指令: 将下面介绍内核内存结构体的文章中，从“本文链接：https://b”开始、到“page、struct mm和struct vma.”结束的部分逐字抄写出来。

文档节选:
□ □ □ □ □ □ □

内核中与驱动相关的内存操作之四(常用结构体)

最新推荐文章于 2022-07-11 02:56:04 发布

请叫我四哥

最新推荐文章于 2022-07-11 02:56:04 发布

阅读量1.7k

点赞数

分类专栏： Ldd

本文链接：https://blog.csdn.net/tang_jin_chan/article/details/17502309

版权

Ldd 专栏收录该内容

47 篇文章 0 订阅

订阅专栏

内核中与内存相关的结构体主要有:struct pglist_data、struct zone、struct page、struct mm和struct vma.

1.struct pglist_data:

在内核中struct pglist_data谓之为"节点".它是内核内存生物链的金字塔顶,它表征每个CPU所管辖的内存空间.就是说,多少个CPU,对应多少个pglist_data.每一个pglist_data又进一步被划分为一些区域(表示内存中的范围),分别为:ZONE_DMA、ZONE_NORMAL、ZONE_HIGHMEM.如下:

typedef struct pglist_data {
	struct zone node_zones[MAX_NR_ZONES];
	struct zonelist node_zonelists[GFP_ZONETYPES];
	int nr_zones;
	struct page *node_mem_map;
	struct bootmem_data *bdata;
	unsigned long node_start_pfn;
	unsigned long node_present_pages; /* total number of physical pages */
	unsigned long node_spanned_pages; /* total size of physical page
					     range, including holes */
	int node_id;
	struct pglist_data *pgdat_next;
	wait_queue_head_t       kswapd_wait;
	struct task_struct *kswapd;
} pg_data_t;

各成员大体意思如下:

node_zones:

某一节点对应的的内存区域划分,这里是ZONE_DMA、ZONE_NORMAL、ZONE_HIGHMEM;

node_zonelists:

用来组织和管理zone的数组,是内存应该分配哪个zone的内存的一种策略依据,见GFP_ZONETYPES的注释;

nr_zones:

一个节点有多少个zone.一般是1~3个;

node_mem_map:

node中第一个page;

bdata:

用于接收boot传递过来的参数的内存分配管理;

node_start_pfn:

pfn是page frame number的缩写.这个成员是用于表示node中的开始那个page在物理内存中的位置的;

node_present_pages:

一个node可包含的物理页;

pgdat_next:

下一个struct pglist_data;

kswapd_wait:

等待队列头;

kswapd:

内核线程,负责维护当前ZONE内存分配的平衡性.

2.struct zone:
表征一个内存区域,如ZONE_DMA、ZONE_NORMAL、ZONE_HIGHMEM.如下:

/*
 * On machines where it is needed (eg PCs) we divide physical memory
 * into multiple physical zones. On a PC we have 3 zones:
 *
 * ZONE_DMA	  < 16 MB	ISA DMA capable memory
 * ZONE_NORMAL	16-896 MB	direct mapped by the kernel
 * ZONE_HIGHMEM	 > 896 MB	only page cache and user processes
 */

struct zone {
	/* Fields commonly accessed by the page allocator */
	unsigned long		free_pages;
	unsigned long		pages_min, pages_low, pages_high;
	/*
	 * protection[] is a pre-calculated number of extra pages that must be
	 * available in a zone in order for __alloc_pages() to allocate memory
	 * from the zone. i.e., for a GFP_KERNEL alloc of "order" there must
	 * be "(1<<order) + protection[ZONE_NORMAL]" free pages in the zone
	 * for us to choose to allocate the page from that zone.

□ □ □ □ □ □ □

数据摘录:
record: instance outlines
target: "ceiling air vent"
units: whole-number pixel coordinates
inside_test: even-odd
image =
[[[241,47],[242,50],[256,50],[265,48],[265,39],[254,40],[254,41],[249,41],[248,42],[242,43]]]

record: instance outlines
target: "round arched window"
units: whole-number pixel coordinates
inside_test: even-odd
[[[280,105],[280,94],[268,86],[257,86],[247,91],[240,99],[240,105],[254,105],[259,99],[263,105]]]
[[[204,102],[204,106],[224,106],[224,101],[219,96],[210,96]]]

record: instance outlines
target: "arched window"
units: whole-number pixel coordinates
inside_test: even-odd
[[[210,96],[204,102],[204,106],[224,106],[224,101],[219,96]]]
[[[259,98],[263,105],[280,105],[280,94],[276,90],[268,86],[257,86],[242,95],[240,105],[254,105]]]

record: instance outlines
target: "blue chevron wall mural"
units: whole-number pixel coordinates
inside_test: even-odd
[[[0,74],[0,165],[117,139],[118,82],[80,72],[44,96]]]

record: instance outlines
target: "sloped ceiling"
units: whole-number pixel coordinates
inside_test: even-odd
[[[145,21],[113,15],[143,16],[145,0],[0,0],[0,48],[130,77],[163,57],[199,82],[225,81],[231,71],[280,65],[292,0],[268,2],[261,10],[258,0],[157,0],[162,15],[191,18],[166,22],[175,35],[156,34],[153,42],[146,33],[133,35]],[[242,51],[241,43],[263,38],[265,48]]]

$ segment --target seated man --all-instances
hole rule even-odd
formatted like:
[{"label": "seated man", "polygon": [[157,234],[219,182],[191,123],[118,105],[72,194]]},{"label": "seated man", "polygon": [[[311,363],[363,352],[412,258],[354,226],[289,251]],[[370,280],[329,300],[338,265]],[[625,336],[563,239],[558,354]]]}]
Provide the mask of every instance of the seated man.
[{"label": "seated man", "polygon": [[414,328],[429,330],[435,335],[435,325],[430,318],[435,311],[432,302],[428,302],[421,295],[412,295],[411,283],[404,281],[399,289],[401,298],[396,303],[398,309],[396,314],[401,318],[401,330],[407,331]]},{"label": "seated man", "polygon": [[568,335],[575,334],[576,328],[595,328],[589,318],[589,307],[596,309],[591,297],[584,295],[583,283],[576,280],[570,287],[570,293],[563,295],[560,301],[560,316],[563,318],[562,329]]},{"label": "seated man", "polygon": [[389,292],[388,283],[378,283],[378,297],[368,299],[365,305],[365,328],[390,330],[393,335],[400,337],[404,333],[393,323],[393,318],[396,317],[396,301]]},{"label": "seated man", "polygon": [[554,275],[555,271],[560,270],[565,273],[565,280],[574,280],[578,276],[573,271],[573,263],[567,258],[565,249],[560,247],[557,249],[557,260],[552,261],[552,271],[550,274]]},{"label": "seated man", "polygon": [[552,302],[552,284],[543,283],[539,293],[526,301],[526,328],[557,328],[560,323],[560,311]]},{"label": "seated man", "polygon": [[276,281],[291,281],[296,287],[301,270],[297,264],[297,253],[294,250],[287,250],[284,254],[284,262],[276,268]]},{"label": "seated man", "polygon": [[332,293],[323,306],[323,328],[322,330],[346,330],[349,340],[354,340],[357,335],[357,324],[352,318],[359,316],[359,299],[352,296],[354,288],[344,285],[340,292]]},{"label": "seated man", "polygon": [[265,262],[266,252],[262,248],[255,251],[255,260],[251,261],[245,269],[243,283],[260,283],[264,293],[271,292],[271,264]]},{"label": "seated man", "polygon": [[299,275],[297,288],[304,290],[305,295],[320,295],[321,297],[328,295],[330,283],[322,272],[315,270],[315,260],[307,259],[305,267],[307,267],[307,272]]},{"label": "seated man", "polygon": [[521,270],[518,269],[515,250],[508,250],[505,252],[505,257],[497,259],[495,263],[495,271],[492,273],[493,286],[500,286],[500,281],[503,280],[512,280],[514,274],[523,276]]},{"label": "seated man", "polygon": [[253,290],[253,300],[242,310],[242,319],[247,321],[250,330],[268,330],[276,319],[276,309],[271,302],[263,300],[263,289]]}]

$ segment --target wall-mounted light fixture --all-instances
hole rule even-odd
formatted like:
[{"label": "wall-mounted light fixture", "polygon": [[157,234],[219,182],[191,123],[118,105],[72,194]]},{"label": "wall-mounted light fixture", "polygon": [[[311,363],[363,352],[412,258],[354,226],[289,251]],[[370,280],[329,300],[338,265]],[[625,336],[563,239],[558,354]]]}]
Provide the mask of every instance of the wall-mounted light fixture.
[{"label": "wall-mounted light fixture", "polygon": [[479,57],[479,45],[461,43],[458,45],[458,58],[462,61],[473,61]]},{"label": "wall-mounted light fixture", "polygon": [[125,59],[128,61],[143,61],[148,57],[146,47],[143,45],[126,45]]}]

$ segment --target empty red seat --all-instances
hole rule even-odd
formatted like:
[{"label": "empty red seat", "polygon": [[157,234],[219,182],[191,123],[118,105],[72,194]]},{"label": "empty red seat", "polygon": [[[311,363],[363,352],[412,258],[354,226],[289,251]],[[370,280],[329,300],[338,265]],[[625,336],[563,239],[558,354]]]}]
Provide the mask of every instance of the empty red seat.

□ □ □ □ □ □ □

例题解答:
本文链接：https://blog.csdn.net/tang_jin_chan/article/details/17502309

版权

Ldd 专栏收录该内容

47 篇文章 0 订阅

订阅专栏

内核中与内存相关的结构体主要有:struct pglist_data、struct zone、struct page、struct mm和struct vma.